# [Activity]
Every line below that includes the word "anorak" needs to be copied.

# [Given records]
§

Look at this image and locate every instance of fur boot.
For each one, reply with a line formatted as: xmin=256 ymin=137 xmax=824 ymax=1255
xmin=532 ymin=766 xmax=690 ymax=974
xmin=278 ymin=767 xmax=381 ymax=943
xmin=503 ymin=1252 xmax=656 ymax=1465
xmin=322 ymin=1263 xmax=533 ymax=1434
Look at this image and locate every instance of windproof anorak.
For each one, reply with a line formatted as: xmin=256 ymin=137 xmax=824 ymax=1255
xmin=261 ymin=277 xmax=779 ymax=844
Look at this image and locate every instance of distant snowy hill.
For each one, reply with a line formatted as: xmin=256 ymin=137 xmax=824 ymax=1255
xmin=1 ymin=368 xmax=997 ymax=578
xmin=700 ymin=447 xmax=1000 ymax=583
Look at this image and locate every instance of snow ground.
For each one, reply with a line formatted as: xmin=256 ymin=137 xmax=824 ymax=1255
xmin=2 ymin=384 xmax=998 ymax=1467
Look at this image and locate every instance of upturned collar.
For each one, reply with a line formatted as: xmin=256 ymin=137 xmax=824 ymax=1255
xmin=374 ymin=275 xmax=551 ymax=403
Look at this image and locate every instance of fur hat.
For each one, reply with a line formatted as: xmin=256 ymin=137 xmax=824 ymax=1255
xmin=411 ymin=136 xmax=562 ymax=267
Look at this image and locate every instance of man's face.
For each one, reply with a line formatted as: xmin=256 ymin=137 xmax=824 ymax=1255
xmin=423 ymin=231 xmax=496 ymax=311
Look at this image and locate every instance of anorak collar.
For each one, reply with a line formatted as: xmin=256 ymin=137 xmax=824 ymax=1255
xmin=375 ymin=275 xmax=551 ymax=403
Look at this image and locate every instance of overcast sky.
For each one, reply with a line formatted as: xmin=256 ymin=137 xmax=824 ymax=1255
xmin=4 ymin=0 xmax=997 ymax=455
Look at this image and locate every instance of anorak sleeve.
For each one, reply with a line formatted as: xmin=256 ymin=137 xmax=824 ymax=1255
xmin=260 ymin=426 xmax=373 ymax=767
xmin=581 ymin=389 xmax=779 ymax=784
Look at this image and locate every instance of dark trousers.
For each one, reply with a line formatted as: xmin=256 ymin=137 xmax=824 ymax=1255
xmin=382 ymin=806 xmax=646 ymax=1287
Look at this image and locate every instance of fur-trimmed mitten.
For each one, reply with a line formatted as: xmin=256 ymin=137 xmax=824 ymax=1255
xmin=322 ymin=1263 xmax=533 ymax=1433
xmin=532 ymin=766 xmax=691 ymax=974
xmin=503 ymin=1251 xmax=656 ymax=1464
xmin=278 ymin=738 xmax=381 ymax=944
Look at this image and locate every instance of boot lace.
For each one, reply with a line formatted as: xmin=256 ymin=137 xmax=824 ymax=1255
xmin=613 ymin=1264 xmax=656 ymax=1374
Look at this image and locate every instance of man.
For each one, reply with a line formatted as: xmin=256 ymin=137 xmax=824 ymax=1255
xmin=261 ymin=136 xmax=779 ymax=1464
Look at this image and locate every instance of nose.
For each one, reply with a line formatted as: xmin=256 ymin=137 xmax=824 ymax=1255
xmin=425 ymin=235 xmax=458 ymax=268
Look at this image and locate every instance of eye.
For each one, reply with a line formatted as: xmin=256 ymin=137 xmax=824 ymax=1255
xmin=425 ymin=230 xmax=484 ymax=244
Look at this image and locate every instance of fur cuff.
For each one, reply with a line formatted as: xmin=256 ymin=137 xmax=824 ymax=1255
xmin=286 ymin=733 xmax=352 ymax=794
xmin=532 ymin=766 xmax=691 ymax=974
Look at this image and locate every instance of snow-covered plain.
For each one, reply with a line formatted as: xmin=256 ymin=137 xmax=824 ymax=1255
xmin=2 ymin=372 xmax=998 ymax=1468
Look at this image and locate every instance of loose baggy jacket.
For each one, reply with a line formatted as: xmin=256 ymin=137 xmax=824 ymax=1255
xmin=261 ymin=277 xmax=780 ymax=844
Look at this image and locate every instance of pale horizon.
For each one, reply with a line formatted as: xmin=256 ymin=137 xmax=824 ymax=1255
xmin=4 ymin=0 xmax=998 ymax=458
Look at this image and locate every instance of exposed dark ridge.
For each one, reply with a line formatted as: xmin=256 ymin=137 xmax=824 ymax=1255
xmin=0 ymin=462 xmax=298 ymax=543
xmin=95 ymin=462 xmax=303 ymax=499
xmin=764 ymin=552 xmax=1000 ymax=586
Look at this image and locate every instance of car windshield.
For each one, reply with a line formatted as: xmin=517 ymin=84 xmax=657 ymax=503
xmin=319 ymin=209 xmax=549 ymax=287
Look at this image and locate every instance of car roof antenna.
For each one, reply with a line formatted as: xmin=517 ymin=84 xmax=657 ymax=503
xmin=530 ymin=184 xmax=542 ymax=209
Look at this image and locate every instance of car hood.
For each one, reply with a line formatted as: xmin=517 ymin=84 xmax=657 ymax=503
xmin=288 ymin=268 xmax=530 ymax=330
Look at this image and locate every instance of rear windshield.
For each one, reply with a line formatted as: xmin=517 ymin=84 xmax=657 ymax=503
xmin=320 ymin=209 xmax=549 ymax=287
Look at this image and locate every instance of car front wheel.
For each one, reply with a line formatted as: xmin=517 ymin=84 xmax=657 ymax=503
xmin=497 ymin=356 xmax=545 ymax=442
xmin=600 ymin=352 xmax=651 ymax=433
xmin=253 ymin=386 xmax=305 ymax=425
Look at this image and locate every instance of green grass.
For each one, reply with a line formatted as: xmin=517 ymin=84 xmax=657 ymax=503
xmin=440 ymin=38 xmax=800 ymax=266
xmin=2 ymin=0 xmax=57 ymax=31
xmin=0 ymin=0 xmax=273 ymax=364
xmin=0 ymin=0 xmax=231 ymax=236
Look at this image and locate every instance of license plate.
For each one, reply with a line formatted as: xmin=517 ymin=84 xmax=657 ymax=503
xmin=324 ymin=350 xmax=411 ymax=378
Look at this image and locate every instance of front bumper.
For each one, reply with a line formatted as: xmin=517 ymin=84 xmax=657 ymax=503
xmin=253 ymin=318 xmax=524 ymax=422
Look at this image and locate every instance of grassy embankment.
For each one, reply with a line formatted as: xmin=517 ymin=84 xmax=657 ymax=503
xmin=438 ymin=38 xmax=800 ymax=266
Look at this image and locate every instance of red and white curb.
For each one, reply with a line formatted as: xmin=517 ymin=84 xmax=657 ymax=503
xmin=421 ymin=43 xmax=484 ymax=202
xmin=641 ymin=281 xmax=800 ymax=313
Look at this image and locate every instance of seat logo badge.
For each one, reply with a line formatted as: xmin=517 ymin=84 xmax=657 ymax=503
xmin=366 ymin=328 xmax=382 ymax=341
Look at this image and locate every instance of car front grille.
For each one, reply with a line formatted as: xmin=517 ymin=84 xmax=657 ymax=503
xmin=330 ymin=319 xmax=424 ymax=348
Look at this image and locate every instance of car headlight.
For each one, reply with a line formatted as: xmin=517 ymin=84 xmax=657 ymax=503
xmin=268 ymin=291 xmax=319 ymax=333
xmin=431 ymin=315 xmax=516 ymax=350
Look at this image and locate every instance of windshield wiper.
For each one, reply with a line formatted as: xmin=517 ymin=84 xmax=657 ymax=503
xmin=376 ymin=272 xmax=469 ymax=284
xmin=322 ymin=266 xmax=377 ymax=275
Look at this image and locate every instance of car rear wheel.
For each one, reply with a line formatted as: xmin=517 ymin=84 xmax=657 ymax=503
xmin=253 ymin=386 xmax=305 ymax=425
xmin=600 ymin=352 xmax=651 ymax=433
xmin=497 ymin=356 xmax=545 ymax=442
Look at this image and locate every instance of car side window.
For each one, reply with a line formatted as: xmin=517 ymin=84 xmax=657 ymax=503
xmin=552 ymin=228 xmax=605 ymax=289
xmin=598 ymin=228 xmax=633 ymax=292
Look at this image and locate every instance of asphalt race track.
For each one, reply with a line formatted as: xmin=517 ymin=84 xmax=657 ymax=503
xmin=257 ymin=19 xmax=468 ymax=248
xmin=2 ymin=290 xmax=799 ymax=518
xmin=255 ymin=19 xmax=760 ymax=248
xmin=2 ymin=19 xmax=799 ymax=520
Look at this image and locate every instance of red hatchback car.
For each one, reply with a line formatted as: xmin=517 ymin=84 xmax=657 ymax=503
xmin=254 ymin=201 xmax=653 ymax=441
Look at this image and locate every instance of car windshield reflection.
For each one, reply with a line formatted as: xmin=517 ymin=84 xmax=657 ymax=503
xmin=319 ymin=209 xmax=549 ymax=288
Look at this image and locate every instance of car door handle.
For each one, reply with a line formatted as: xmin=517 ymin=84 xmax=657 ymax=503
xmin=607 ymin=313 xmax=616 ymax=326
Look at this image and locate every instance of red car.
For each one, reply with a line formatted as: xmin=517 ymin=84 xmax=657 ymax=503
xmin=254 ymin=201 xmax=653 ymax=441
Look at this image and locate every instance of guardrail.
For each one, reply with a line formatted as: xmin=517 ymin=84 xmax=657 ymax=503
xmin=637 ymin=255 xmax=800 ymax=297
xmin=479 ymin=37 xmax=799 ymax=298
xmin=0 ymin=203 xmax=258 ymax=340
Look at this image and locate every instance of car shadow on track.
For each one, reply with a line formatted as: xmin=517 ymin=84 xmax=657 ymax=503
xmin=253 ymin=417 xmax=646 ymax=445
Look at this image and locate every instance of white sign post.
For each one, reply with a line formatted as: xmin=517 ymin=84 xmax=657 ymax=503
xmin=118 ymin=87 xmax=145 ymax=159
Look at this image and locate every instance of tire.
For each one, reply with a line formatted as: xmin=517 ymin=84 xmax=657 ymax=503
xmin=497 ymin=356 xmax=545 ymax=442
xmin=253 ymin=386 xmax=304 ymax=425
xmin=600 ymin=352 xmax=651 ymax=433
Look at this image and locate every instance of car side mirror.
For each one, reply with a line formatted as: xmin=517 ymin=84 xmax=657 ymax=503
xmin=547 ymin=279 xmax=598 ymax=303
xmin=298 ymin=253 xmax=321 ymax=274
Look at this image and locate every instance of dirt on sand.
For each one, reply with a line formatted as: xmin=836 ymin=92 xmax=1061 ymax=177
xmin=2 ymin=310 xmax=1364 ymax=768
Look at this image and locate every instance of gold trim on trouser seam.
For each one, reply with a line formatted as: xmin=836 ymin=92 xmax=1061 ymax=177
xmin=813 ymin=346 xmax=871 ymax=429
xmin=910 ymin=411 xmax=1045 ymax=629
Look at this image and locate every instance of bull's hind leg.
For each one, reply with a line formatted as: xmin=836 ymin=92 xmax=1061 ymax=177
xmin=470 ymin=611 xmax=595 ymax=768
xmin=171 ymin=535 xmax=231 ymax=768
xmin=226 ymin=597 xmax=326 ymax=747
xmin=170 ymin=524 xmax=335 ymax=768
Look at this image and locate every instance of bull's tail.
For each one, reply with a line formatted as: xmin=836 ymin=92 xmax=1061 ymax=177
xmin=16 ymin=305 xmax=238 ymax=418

§

# [Response to this task]
Look at this image and locate every instance of windproof anorak.
Look at this image and locate every instance of anorak collar.
Look at this image and locate every instance of anorak sleeve.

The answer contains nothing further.